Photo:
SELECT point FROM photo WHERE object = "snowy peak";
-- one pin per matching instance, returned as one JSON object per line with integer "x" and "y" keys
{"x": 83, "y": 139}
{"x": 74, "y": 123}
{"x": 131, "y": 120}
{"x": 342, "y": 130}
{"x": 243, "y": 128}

--------------------

• **What to work on**
Restate all of the entries exactly, please.

• **Solution for this task**
Photo:
SELECT point FROM photo WHERE object = "snowy peak";
-- one pin per matching instance, returned as one JSON object per line with integer "x" and "y" keys
{"x": 83, "y": 139}
{"x": 74, "y": 123}
{"x": 131, "y": 120}
{"x": 342, "y": 130}
{"x": 243, "y": 128}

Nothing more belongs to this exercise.